_Instructions for the task_:
Reproduce each line exactly.

Point-based annotation data:
====================

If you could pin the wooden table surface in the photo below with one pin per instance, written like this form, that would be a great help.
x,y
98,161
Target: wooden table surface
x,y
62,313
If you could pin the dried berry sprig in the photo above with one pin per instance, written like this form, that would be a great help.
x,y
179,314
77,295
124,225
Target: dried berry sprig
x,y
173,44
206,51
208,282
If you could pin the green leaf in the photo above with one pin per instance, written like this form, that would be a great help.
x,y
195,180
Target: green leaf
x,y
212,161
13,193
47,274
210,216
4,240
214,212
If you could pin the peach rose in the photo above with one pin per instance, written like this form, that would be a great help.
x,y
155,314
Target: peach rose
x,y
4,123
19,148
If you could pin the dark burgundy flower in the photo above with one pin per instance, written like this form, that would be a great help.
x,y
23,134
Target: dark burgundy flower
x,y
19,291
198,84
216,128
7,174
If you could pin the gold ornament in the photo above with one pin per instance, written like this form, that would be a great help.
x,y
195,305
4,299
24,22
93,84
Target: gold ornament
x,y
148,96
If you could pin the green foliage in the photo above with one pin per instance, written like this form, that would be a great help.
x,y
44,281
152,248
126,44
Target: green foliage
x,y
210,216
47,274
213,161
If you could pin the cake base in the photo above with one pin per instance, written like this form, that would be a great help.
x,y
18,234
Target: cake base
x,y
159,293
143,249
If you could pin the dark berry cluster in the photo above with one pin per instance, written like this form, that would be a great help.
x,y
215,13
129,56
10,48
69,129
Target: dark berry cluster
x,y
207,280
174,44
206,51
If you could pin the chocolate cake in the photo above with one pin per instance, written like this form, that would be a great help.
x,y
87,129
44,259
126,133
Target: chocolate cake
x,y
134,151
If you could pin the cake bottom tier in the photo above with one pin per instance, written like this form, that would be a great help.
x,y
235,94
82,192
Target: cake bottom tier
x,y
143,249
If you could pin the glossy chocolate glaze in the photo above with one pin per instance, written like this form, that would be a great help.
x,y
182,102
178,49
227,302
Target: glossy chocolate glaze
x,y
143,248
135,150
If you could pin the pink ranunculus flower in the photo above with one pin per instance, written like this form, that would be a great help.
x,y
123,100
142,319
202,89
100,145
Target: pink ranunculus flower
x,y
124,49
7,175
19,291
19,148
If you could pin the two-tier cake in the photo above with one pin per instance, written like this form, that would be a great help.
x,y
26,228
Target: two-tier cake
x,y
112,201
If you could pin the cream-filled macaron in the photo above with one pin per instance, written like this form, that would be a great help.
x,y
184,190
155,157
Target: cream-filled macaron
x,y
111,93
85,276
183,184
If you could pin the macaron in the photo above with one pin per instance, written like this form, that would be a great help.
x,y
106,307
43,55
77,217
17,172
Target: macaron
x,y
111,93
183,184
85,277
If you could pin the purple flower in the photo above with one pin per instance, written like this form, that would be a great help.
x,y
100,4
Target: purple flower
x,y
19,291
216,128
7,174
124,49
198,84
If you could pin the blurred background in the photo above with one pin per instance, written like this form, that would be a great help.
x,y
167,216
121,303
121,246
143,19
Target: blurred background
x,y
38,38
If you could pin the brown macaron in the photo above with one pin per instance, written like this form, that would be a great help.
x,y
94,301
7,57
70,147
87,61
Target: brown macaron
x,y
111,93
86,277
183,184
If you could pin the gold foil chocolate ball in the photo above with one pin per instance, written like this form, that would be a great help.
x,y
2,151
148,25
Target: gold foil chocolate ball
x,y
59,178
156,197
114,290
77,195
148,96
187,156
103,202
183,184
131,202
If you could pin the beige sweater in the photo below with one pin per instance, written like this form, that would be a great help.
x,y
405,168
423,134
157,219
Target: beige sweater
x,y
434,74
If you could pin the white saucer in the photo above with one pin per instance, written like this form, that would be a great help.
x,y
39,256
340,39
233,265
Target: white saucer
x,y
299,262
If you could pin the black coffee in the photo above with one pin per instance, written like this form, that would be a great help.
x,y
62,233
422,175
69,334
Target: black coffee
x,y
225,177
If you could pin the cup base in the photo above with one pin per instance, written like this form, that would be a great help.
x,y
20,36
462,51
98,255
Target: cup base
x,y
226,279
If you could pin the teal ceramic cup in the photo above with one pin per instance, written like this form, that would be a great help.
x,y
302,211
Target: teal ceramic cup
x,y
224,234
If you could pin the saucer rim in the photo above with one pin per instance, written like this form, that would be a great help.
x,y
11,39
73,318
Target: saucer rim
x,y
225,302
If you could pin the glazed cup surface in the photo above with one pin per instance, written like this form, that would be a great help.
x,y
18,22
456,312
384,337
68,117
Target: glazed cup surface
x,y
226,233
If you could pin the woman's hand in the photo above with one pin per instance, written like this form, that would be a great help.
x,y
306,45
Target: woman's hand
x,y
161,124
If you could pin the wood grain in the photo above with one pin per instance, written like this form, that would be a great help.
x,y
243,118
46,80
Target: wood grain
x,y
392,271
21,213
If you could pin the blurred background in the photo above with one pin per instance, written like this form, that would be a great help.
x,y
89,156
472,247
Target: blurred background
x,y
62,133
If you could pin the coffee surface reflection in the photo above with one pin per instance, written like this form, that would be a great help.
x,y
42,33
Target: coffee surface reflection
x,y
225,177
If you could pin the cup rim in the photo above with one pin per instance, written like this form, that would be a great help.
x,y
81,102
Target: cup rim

====================

_Answer for this exercise_:
If you could pin the wooden table surface in the photo below with one pin per instance, written like this form, that would be a great help.
x,y
98,161
Target: wooden table surface
x,y
62,313
If you could pin the dried berry sprig in the photo above with one pin per instance, written like this form, that would be a great help.
x,y
179,314
77,295
124,225
Target: dried berry sprig
x,y
173,44
206,51
208,282
If you could pin the green leaf in the photo above with one pin per instance, written like this form, that would be a great help.
x,y
195,180
Target: green leaf
x,y
212,161
13,193
47,274
210,216
4,240
214,212
If you could pin the peach rose in the photo above with one pin per instance, written like this form, that would be a great help.
x,y
155,314
Target: peach rose
x,y
4,123
19,148
If you could pin the dark burgundy flower in the photo above with one pin per instance, written like this form, that would be a great help.
x,y
23,134
Target: dark burgundy flower
x,y
19,291
198,84
216,128
7,174
If you could pin the gold ornament in the photo above with one pin per instance, written like this form, that would be a great help.
x,y
195,305
4,299
24,22
93,84
Target: gold ornament
x,y
148,96
If you could pin the green foliage in the photo above with one pin per instance, written like this form, that would be a great help.
x,y
44,281
152,248
126,44
Target: green foliage
x,y
210,216
47,274
213,161
If you could pin the cake base in the photo above with one pin per instance, written like this form, that would be a great help.
x,y
18,234
Target: cake base
x,y
159,293
143,249
If you could pin the dark berry cluster in the photo above with one pin per instance, written like this form, that would be a great help.
x,y
215,13
129,56
10,48
69,129
Target: dark berry cluster
x,y
207,280
174,44
206,51
If you could pin the chocolate cake in the photo above with one pin per instance, written like this form, that would be a great help.
x,y
87,129
44,259
126,133
Target: chocolate cake
x,y
134,151
If you could pin the cake bottom tier in the photo above with one pin per instance, written like this form, that would be a great help.
x,y
235,94
82,192
Target: cake bottom tier
x,y
143,249
If you could pin the glossy chocolate glaze in the photo above with one pin per instance, written like this form, that would be a great help.
x,y
182,102
178,49
227,302
Target: glossy chocolate glaze
x,y
143,248
135,150
If you could pin the pink ranunculus flower in the photo above with one pin per instance, written like this form, that would be a great help.
x,y
123,100
142,319
202,89
100,145
Target: pink ranunculus flower
x,y
124,49
7,175
19,291
19,148
If you could pin the two-tier cake in the photo above with one pin per instance, written like this form, that would be a great help.
x,y
26,228
Target: two-tier cake
x,y
112,201
If you could pin the cream-filled macaron in the photo above with one pin per instance, written like this form, that would be a great help.
x,y
184,190
155,157
Target: cream-filled macaron
x,y
111,93
85,276
183,184
If you could pin the macaron in the photo above with one pin per instance, written like this form, that would be a great help.
x,y
106,307
43,55
77,217
17,172
Target: macaron
x,y
111,93
183,184
85,277
If you could pin the purple flower in the photo above with one pin per instance, written like this form, that would be a great help.
x,y
100,4
Target: purple flower
x,y
19,291
216,128
7,174
124,49
198,84
If you could pin the blurred background in the photo above with one pin per instance, written like this form, that would be a great help.
x,y
167,216
121,303
121,246
143,19
Target: blurred background
x,y
38,38
If you could pin the brown macaron in the photo above with one pin per instance, written like this form, that would be a great help.
x,y
94,301
7,57
70,147
87,61
Target: brown macaron
x,y
111,93
86,277
183,184
If you could pin the gold foil chocolate ball in the photo above with one pin per instance, written like this form, that would be a great help.
x,y
2,151
148,25
Target: gold foil chocolate ball
x,y
59,178
156,197
114,290
77,195
148,96
187,156
103,202
183,184
131,202
If you could pin the beige sweater in the photo below with one pin per instance, written like this form, that would be a great help.
x,y
405,168
423,134
157,219
Target: beige sweater
x,y
434,74
If you could pin the white saucer in the photo above with one pin per instance, written like this form, that would be a great help.
x,y
39,256
340,39
233,265
Target: white saucer
x,y
299,262
If you could pin the black coffee in the photo above with one pin per instance, written like this form, that would be a great help.
x,y
62,233
422,175
69,334
Target: black coffee
x,y
225,177
If you could pin the cup base in the photo above with one pin per instance, written like this form, that would be a great help.
x,y
20,36
462,51
98,255
Target: cup base
x,y
226,279
If you could pin the teal ceramic cup in the photo above with one pin per instance, written like this form, that would be a great help.
x,y
302,211
Target: teal ceramic cup
x,y
224,234
If you could pin the saucer rim in the photo above with one pin per instance, written like this form, that would be a great help.
x,y
11,39
73,318
Target: saucer rim
x,y
225,302
If you could pin the glazed cup surface in the photo above with one pin per instance, written like this form, that would be a great help.
x,y
18,22
456,312
384,337
68,117
Target: glazed cup surface
x,y
226,233
If you could pin the woman's hand in the photo above with one pin per instance, written like this form, that would be a great help.
x,y
306,45
Target: woman's hand
x,y
161,124
If you could pin the wood grain in the photo above with one pin per instance, written like this form, that would be a great help.
x,y
243,118
46,80
Target: wood grain
x,y
392,271
21,213
If you could pin the blurred background in the photo above with one pin per instance, written like this form, that would be a great help.
x,y
89,156
472,247
Target: blurred background
x,y
62,133
If you could pin the coffee surface reflection in the photo above with one pin per instance, written like this form, that would be a great help.
x,y
42,33
Target: coffee surface reflection
x,y
225,177
If you could pin the cup rim in the photo above with one pin per instance, written like this form, that would be a great help.
x,y
81,102
Target: cup rim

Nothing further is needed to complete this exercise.